SOURCE EXTRACT:
····················
This past weekend, Napa Valley's Beaulieu Vineyard celebrated its 100th anniversary with a series of events that honored four industry leaders, showcased the winery's famed Cabernet and raised money for two charitable causes.
The festivities kicked off on Friday at the winery, in Rutherford, with the "Maestro Awards," honoring individuals who have made significant contributions to the wine community in the past 50 years. Named after BV's late winemaker, the legendary AndrH Tchelistcheff, the awards went to Ernest Gallo of E&J Gallo, Robert Mondavi of Robert Mondavi Winery, John DeLuca of the Wine Institute and Marvin Shanken, editor and publisher of Wine Spectator.
A daylong tasting encompassed 47 wines, spanning six decades, with the emphasis on BV's flagship, the Georges de Latour Private Reserve Cabernet Sauvignon. The flights started with the 1942 Private Reserve Cabernet and ranged up to the 1999 vintage with newer additions to BV's lineup, such as Pinot Gris and Syrah.
····················
SOURCE DATA:
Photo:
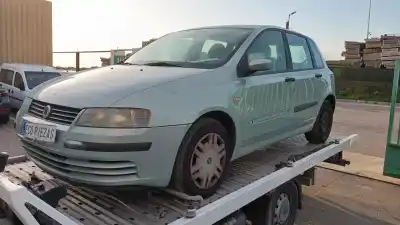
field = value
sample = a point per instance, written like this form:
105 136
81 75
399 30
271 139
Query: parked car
4 106
18 79
179 110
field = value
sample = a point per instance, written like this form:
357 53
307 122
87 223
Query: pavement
369 121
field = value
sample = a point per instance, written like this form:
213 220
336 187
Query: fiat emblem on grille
46 111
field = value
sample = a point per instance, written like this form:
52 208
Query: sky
112 24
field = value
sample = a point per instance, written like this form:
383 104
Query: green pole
392 155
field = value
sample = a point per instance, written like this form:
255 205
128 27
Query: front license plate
39 132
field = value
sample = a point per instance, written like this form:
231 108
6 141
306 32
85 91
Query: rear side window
319 61
6 76
301 56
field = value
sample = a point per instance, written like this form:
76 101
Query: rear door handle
290 79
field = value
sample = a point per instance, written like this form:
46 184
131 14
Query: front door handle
290 79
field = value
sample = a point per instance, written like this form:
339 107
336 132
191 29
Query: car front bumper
106 157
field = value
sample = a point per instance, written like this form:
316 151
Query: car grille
78 166
58 114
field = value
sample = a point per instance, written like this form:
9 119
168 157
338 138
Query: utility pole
288 21
369 18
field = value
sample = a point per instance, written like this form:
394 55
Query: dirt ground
340 199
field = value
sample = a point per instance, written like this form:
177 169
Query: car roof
253 27
28 67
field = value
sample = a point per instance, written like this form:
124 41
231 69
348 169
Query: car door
265 96
305 103
18 92
6 79
321 72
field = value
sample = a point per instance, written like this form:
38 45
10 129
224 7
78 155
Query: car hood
105 86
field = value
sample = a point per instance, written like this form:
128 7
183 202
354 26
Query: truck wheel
4 119
203 158
322 126
278 208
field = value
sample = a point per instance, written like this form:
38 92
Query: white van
18 79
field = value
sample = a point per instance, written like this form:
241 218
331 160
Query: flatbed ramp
249 178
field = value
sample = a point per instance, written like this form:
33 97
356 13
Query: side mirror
260 65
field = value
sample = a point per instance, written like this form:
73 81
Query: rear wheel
279 208
322 126
203 158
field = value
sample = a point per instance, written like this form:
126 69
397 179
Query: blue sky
103 24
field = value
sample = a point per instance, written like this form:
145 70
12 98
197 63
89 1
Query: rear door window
6 76
19 82
319 61
300 53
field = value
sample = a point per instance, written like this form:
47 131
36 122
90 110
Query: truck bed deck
153 206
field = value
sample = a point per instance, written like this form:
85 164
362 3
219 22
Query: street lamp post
288 21
369 18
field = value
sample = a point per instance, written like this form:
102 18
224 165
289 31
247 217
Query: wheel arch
332 99
224 118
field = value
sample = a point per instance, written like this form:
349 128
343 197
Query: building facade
26 34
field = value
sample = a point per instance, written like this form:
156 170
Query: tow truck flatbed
249 178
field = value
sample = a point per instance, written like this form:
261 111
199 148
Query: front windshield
34 78
199 48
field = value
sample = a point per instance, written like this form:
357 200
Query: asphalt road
340 199
369 121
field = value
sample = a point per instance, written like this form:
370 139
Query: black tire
4 119
182 176
322 126
266 210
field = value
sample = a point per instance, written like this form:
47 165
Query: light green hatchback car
179 110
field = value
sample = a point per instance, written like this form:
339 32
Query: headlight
114 118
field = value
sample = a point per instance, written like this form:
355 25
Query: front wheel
322 126
203 158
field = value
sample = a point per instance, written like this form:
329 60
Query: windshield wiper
161 63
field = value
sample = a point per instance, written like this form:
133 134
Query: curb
370 176
366 102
····················
WHAT THE TASK REQUIRES:
From the article on Beaulieu Vineyard's 100th anniversary, copy word for word the passage starting with "A daylong tasting" and going on through "Gris and Syrah.".

OUTPUT OF THE EXERCISE:
A daylong tasting encompassed 47 wines, spanning six decades, with the emphasis on BV's flagship, the Georges de Latour Private Reserve Cabernet Sauvignon. The flights started with the 1942 Private Reserve Cabernet and ranged up to the 1999 vintage with newer additions to BV's lineup, such as Pinot Gris and Syrah.